Objectifs>
1: Dans la critique de Sainte-Colline, reformulez s'il vous plaît sous forme de liste le paragraphe qui commence par « Nous allons donc passer une année scolaire », en conservant ses faits principaux.
2: Répondez brièvement à ces questions sur la critique de Sainte-Colline :
(a) Avec quel livre la critique dit-elle avoir découvert Gabriel Chevallier ?
(b) Quel ordre religieux tient l'établissement de Sainte-Colline ?
(c) Quelle année scolaire le roman fait-il passer à Sainte-Colline ?
3: Poursuivez la critique de Sainte-Colline à partir de sa dernière phrase.

Extrait du document>
Sainte-Colline, Gabriel Chevallier

Excellent Gabriel Chevallier ! 

Lectrice bygmalionâtre, si tu as la chance de goûter la plume d’un Roger Martin du Gard, d’un Alphonse Allais, d’un Jules Vallès ou d’un Alphonse Boudard, je te conseille vivement de foncer sur cézig…
Après avoir découvert ce Nouvel-Ami il y a peu avec La Peur, ce terrible livre sur Sa Grande Guerre - le coeur me faut encore rien qu’à l’évoquer tant ce fut poignant et réaliste -, je me suis épris de ce talentueux autobiographe, ce parfait écrivain que j’avais superbement ignoré jusqu’à présent. Je n’ai même pas lu Clochemerle ; impardonnable !

Quoi qu’il en soit, Sainte-Colline est un établissement scolaire (j’ai failli écrire pénitencier) tenu par une brigade de curés de l’ordre des Trinitaires. C’est un collège et aussi un pensionnat dans lequel la petite bourgeoisie avoisinante a l’habitude de se débarrasser de sa progéniture pendant presque un an. 
Attention, ambiance rugueuse pour les chères têtes blondes ; être pencu chez les curés en 1912, t’as mêm’ pas idée du parcours !
Nous allons donc passer une année scolaire (1912-1913) à Sainte-Colline avec toute une clique de chenapans. Ils sont tous là, les malins, les grands, les petits, les crapules, les faillots, les têtes dures, les caïds, les pleurnichards, etc. Et plus les conditions sont défavorables, et plus les conneries sont pittoresques. Un chassé-croisé entre la rigoureuse vigilance des matons cléricaux et l’incroyable imagination des cancres résolus, dès lors qu’il s’agit de trouver une bonne connerie à faire.

Données>
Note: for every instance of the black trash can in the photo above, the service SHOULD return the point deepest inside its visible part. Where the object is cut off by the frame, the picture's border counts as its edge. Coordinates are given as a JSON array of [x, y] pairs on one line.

Corrigé des exercices>
1:
- Le récit couvre une année scolaire à Sainte-Colline, en 1912-1913.
- On y suit toute une bande de chenapans : malins, grands, petits, crapules, faillots, têtes dures, caïds, pleurnichards, etc.
- Plus les conditions sont défavorables, plus leurs bêtises sont pittoresques.
- Le livre montre un chassé-croisé entre la vigilance rigoureuse des surveillants ecclésiastiques et l'imagination débordante des cancres pour inventer des bêtises.

2:
(a) La Peur.
(b) L'ordre des Trinitaires.
(c) L'année scolaire 1912-1913.

3:
La cuvée Sainte-Colline 1912 est donc parfaite à ce point de vue car ces mômes sont cruels, émouvants, perfides, innocents, pervers, attachants et invariablement dotés d’une imagination sans bornes pour foutre la scaille dans la boutique des curés. Des mômes, quoi.

L’ami Gabriel Chevallier eut pu se contenter d’en rester là, et cet excellent bouquin écrit en 1937 établissait nonobstant un superbe et très littéraire témoignage de sa scolarité à Valmonciel  (Saint Chamond, 42400). Mais il fait encore mieux dans ce livre, il propose une étude extrêmement fine sur les us&coutumes des curetons sous Pie X et Poincaré.
Si les turpitudes des mômes du pensionnat sont incontournables, le détail de la vie et des tourments de leurs professeurs et des surveillants n’en est pas moins important. Figure-toi que tu vas passer la moitié du temps dans la tête de ces bons Pères…
Il y a des pages poignantes sur le désarroi des prêtres face aux contingences de tous les êtres sexués ; les doutes, les rebellions chez quelques-uns en phase de burn-out aigu.
Il y a d’autres pages, au contraire, qui dépeignent des monstres totalement convaincus, droits dans leurs bottes et intransigeants comme tout bon émule de Saint Ignace de Loyola se doit de présenter.
Il y a même le Père Bricole, le seul véritable chrétien de toute cette engeance curetonne, l’ami des fracassés et des oisillons tombés du nid. Ce brave P. Bricole est tellement sympa que c'en est suspect ; un imam comme ça, c'est pas normal !

Une très belle et finalement très philosophique tranche de vie écrite avec le recul du sage qui se regarde et qui se juge en se racontant aux autres…


Encore bravo l’ami. 

zioouuuuuu… splouf… sbling, sbling, splock !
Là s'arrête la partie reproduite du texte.